Data items
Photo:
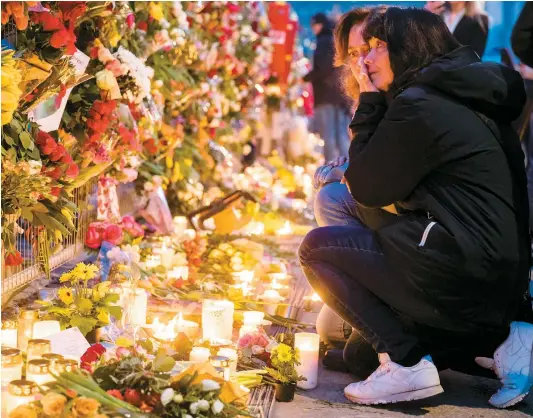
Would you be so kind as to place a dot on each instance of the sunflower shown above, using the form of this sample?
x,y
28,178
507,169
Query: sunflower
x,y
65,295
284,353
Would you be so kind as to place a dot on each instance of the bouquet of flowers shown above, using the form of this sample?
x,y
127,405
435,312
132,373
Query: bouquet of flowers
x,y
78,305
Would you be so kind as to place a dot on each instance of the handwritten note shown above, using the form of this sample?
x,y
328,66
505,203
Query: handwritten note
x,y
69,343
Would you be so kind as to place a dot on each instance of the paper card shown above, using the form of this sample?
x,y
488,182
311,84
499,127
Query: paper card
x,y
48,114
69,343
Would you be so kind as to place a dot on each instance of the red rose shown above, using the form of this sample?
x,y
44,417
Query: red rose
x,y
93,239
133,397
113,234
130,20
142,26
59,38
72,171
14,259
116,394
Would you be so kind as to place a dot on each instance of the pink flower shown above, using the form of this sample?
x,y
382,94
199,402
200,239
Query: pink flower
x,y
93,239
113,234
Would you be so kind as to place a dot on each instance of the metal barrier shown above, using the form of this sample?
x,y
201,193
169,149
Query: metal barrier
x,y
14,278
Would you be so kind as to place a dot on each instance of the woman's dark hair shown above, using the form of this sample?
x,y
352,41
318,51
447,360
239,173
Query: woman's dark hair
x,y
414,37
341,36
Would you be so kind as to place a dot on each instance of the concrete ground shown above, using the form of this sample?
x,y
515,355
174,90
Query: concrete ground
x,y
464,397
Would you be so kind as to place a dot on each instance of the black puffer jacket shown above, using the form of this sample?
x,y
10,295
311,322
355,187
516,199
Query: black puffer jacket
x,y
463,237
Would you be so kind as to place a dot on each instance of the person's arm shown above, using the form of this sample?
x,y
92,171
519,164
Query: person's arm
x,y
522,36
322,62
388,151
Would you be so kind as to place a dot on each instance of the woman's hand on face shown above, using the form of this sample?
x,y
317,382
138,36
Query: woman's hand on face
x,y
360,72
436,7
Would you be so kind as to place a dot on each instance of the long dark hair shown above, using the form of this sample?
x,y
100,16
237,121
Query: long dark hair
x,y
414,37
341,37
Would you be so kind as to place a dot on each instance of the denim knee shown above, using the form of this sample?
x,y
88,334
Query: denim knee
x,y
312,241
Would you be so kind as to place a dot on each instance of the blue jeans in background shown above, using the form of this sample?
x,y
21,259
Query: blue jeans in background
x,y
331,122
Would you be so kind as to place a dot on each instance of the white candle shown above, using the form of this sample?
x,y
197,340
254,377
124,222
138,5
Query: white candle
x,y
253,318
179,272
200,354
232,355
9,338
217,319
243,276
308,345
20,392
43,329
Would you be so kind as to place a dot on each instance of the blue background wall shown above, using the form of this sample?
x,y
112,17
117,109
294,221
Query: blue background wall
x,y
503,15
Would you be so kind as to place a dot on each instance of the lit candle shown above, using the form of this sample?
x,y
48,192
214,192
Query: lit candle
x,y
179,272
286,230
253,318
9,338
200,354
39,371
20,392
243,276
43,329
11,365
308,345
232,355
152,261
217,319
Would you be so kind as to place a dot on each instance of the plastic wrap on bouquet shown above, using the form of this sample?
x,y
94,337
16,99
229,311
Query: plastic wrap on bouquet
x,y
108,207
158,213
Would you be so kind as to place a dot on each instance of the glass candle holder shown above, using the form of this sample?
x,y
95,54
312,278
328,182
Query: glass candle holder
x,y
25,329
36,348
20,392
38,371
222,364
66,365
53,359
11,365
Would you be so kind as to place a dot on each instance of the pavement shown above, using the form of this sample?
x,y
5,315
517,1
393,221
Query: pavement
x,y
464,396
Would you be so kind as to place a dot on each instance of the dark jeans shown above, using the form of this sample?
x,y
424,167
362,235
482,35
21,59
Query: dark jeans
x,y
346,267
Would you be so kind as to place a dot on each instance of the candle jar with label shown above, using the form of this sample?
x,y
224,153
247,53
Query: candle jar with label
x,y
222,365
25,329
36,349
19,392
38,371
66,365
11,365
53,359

--

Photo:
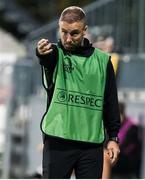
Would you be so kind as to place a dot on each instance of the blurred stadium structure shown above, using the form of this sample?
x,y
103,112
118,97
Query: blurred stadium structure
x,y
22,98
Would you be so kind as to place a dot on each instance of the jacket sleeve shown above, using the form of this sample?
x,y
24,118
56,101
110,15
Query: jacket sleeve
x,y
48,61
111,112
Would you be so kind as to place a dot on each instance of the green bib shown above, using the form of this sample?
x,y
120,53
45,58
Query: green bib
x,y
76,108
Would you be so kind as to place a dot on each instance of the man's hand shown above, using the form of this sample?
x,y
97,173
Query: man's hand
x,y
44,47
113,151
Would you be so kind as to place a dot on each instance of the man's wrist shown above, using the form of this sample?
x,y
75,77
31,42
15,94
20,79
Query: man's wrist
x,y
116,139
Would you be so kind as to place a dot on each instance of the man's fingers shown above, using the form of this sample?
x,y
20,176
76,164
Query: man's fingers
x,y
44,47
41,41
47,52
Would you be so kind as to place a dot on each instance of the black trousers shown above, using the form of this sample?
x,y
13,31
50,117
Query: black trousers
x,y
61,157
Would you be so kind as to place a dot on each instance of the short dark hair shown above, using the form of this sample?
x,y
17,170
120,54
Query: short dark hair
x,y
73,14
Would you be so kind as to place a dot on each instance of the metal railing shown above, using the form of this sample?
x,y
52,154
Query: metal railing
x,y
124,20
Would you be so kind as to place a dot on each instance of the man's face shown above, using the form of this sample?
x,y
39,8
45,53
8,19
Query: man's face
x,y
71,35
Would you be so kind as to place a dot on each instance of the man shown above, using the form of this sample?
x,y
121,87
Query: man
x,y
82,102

- Prompt
Go through the listing above and pull out each line that contains the string "holder". Copy those lines without changing them.

- Answer to the task
Would you be so kind as to place a dot on each instance of the glass candle holder shown above, using the form of this sample?
Query: glass candle holder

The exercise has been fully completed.